(Pointing dataset records)
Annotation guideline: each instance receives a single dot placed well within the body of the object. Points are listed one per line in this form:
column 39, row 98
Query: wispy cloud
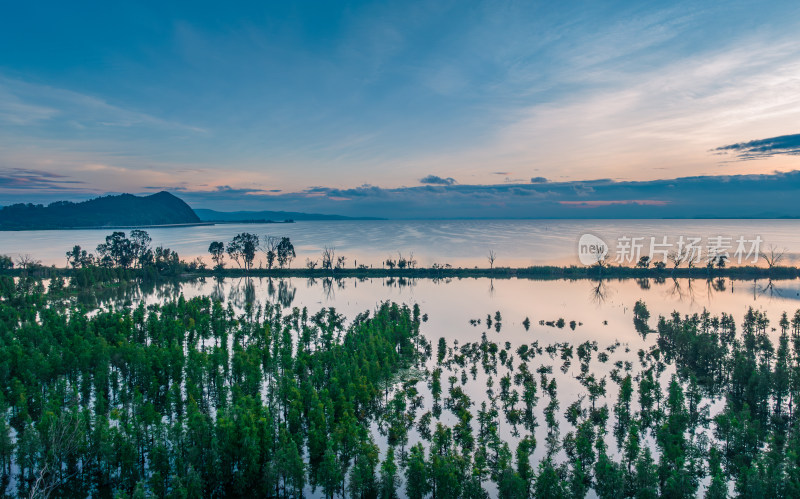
column 436, row 180
column 36, row 180
column 764, row 148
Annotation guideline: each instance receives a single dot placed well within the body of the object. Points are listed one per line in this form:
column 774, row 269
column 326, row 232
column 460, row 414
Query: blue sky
column 260, row 104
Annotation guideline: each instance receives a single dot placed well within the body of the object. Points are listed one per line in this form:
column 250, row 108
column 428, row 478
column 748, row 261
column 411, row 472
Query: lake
column 460, row 243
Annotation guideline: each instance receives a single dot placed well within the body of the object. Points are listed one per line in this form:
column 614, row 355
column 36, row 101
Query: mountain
column 240, row 216
column 124, row 210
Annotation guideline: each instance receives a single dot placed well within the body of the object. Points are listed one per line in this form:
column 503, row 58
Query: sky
column 396, row 108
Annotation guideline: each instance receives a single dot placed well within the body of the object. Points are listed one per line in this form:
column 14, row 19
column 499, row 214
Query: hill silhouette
column 124, row 210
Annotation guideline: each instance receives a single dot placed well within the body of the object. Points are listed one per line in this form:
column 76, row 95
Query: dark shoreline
column 534, row 273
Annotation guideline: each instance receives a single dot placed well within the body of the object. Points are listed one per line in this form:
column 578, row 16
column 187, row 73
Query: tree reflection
column 599, row 292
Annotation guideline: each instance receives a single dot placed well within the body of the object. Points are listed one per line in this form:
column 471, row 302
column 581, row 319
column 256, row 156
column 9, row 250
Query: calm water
column 461, row 243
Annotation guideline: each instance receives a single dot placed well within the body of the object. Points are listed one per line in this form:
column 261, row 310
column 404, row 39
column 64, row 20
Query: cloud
column 611, row 202
column 764, row 148
column 27, row 179
column 436, row 180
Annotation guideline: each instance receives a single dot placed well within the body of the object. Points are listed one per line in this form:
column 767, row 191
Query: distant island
column 249, row 216
column 127, row 210
column 124, row 210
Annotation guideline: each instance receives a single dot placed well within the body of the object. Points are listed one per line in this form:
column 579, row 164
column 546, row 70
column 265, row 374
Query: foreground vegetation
column 190, row 399
column 185, row 399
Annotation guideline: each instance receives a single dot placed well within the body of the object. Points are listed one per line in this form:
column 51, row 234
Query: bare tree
column 62, row 436
column 270, row 248
column 328, row 257
column 677, row 257
column 773, row 256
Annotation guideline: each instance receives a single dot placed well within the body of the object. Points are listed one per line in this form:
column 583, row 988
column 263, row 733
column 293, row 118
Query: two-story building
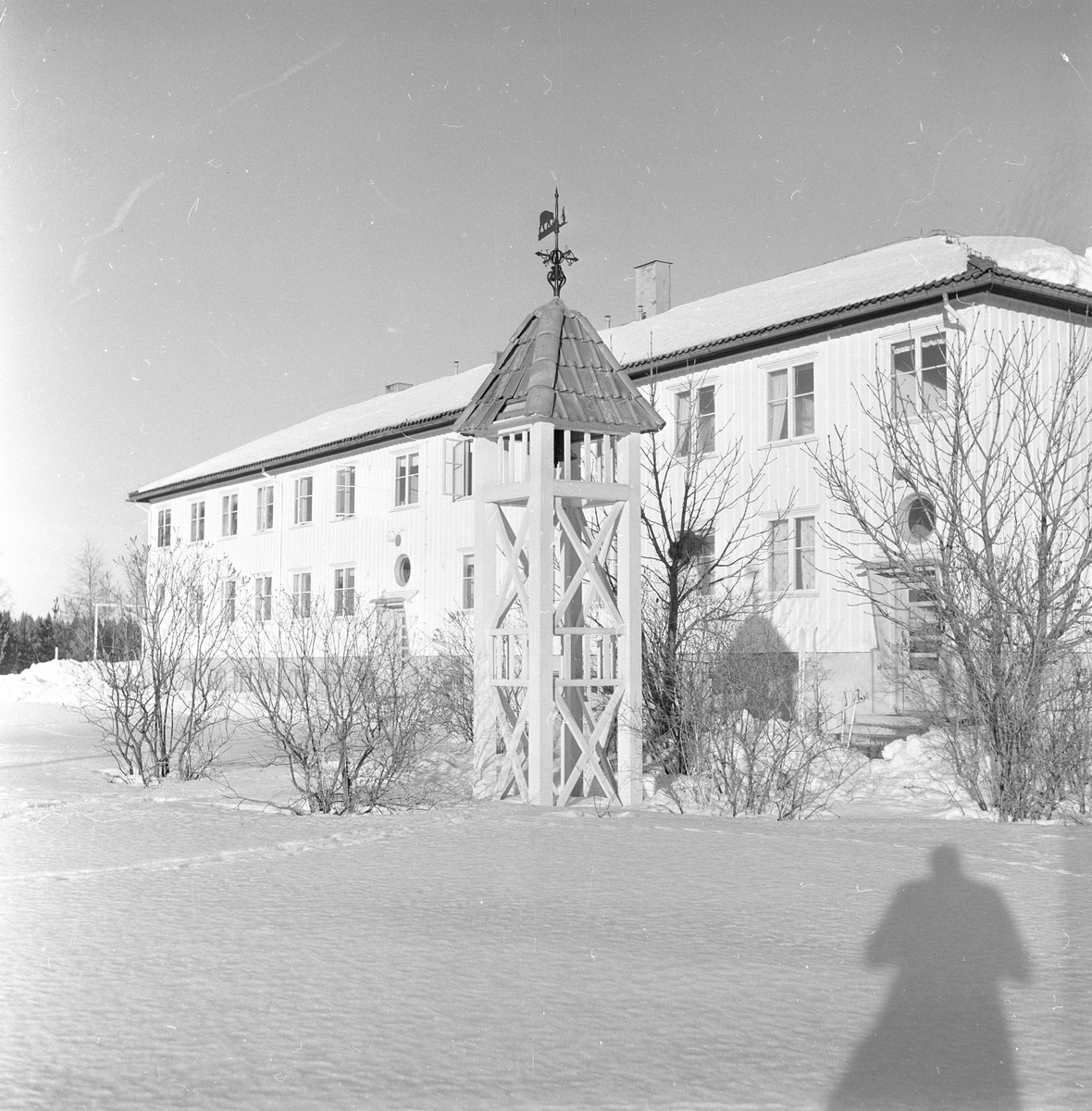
column 370, row 504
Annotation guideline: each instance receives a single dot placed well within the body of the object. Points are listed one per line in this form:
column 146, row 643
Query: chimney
column 653, row 288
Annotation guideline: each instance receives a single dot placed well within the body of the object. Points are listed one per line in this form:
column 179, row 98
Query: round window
column 921, row 519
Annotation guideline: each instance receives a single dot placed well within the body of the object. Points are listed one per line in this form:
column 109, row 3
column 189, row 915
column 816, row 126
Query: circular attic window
column 920, row 517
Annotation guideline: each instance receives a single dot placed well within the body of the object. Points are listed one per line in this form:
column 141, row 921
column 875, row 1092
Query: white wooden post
column 540, row 618
column 630, row 748
column 487, row 762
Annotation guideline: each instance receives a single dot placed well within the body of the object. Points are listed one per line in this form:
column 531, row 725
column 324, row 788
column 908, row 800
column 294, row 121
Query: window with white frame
column 344, row 592
column 466, row 593
column 703, row 564
column 924, row 629
column 265, row 508
column 264, row 597
column 301, row 594
column 792, row 555
column 919, row 373
column 458, row 468
column 228, row 600
column 791, row 403
column 229, row 515
column 406, row 477
column 304, row 490
column 701, row 426
column 164, row 529
column 344, row 492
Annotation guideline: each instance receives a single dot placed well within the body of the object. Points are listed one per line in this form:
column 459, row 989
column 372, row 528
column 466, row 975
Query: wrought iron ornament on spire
column 552, row 222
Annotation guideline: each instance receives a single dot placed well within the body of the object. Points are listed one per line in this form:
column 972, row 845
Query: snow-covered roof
column 861, row 279
column 872, row 276
column 388, row 412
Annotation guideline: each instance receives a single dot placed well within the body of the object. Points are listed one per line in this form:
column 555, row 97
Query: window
column 195, row 605
column 458, row 468
column 228, row 600
column 792, row 555
column 164, row 532
column 406, row 472
column 703, row 565
column 264, row 597
column 701, row 426
column 301, row 594
column 344, row 492
column 265, row 509
column 304, row 493
column 467, row 581
column 344, row 593
column 229, row 516
column 919, row 372
column 796, row 384
column 924, row 630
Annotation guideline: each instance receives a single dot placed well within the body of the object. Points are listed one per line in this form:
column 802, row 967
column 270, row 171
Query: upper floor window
column 301, row 594
column 229, row 515
column 344, row 592
column 467, row 581
column 919, row 372
column 164, row 531
column 228, row 600
column 792, row 555
column 406, row 477
column 264, row 597
column 458, row 468
column 304, row 490
column 197, row 520
column 265, row 508
column 696, row 431
column 791, row 403
column 344, row 492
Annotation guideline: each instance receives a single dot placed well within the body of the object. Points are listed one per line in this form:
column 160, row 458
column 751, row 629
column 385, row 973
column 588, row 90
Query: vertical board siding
column 438, row 531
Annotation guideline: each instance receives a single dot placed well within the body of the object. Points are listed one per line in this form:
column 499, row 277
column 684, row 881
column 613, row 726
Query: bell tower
column 557, row 429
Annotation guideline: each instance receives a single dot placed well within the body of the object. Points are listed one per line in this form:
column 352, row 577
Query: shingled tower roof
column 555, row 368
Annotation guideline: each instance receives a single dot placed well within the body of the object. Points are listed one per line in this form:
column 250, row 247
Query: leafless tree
column 968, row 525
column 345, row 704
column 88, row 582
column 699, row 515
column 740, row 762
column 161, row 700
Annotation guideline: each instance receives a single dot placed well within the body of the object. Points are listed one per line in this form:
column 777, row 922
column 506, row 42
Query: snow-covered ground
column 186, row 947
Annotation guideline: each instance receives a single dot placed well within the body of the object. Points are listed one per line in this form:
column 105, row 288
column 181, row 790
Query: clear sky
column 220, row 218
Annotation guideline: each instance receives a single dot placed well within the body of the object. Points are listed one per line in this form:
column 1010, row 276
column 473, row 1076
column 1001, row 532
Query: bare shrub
column 453, row 676
column 160, row 698
column 344, row 703
column 757, row 743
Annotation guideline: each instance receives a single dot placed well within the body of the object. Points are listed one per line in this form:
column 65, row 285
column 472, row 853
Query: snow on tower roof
column 557, row 368
column 825, row 293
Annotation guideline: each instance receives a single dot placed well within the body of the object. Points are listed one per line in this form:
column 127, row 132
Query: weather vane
column 552, row 222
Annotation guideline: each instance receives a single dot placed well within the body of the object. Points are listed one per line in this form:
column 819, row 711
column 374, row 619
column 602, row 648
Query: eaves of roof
column 980, row 277
column 345, row 445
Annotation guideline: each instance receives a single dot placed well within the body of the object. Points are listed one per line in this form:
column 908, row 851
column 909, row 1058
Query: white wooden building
column 371, row 503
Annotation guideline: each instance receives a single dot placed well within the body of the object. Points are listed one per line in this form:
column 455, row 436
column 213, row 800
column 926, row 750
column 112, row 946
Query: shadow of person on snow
column 942, row 1040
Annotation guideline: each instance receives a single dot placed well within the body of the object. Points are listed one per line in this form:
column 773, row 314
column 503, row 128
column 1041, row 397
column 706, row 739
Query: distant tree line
column 68, row 630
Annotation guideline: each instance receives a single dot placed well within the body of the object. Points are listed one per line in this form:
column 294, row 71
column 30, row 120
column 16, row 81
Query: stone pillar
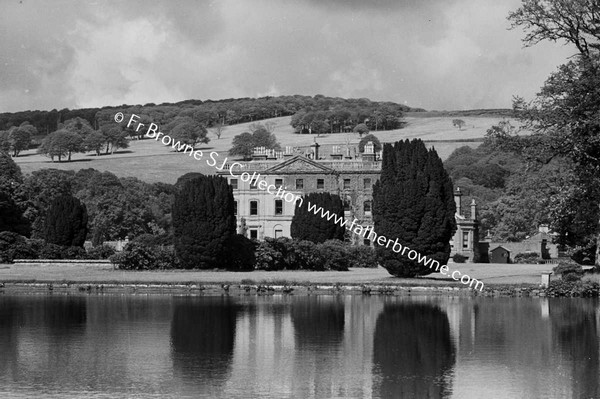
column 458, row 200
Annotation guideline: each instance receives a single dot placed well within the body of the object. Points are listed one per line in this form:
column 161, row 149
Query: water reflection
column 413, row 352
column 9, row 333
column 577, row 333
column 298, row 346
column 202, row 336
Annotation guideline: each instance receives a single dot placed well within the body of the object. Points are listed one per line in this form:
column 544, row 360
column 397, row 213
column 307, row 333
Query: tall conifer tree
column 413, row 201
column 66, row 222
column 316, row 228
column 203, row 222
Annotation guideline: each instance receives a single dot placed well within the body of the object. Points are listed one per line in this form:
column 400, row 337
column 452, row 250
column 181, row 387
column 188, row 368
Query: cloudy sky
column 434, row 54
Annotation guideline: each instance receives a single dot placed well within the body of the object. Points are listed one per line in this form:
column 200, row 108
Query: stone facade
column 466, row 238
column 263, row 214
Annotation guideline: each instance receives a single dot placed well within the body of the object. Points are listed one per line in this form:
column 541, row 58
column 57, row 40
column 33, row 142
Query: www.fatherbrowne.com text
column 279, row 192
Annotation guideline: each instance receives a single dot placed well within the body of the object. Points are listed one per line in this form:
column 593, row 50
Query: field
column 152, row 162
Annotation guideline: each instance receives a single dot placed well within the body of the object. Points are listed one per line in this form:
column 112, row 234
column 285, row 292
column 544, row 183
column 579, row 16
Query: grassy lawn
column 152, row 162
column 490, row 274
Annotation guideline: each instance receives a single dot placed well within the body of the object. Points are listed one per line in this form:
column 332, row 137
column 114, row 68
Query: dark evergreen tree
column 413, row 201
column 320, row 227
column 11, row 217
column 66, row 222
column 203, row 222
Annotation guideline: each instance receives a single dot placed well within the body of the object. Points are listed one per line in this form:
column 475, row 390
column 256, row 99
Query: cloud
column 433, row 54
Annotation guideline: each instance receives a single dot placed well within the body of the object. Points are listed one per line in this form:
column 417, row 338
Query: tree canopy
column 203, row 222
column 413, row 202
column 564, row 115
column 66, row 222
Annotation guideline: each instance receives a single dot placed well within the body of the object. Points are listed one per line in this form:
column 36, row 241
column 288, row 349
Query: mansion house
column 261, row 214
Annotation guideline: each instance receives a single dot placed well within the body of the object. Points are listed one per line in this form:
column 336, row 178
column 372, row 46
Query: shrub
column 584, row 288
column 13, row 246
column 269, row 255
column 51, row 251
column 569, row 271
column 240, row 254
column 139, row 257
column 362, row 256
column 151, row 240
column 73, row 253
column 101, row 252
column 527, row 257
column 334, row 255
column 303, row 255
column 458, row 258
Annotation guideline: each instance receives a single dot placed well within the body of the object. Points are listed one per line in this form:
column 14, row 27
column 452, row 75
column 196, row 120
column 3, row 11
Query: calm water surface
column 55, row 346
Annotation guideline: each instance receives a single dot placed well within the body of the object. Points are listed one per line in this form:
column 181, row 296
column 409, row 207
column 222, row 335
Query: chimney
column 458, row 200
column 315, row 150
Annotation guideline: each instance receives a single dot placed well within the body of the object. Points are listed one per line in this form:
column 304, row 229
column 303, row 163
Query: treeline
column 515, row 196
column 341, row 113
column 336, row 115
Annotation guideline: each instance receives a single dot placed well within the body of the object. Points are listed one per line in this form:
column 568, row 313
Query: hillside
column 151, row 162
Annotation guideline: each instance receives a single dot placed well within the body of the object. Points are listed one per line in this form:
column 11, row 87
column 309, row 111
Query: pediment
column 299, row 164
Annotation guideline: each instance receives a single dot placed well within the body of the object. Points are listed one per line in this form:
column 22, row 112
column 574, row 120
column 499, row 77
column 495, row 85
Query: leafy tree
column 94, row 142
column 66, row 222
column 11, row 216
column 218, row 129
column 413, row 201
column 42, row 188
column 459, row 123
column 243, row 144
column 19, row 138
column 361, row 129
column 114, row 137
column 77, row 125
column 369, row 137
column 10, row 174
column 306, row 225
column 61, row 143
column 203, row 222
column 564, row 115
column 187, row 130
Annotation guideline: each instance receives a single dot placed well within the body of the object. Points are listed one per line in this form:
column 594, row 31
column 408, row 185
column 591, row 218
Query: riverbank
column 68, row 277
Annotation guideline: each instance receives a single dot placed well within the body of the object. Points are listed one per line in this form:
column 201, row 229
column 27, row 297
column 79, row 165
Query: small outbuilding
column 500, row 255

Exercise directions
List every line of the records above that contains the string "dark", treating case as significant.

Written solution
Query: dark shoreline
Query: dark evergreen tree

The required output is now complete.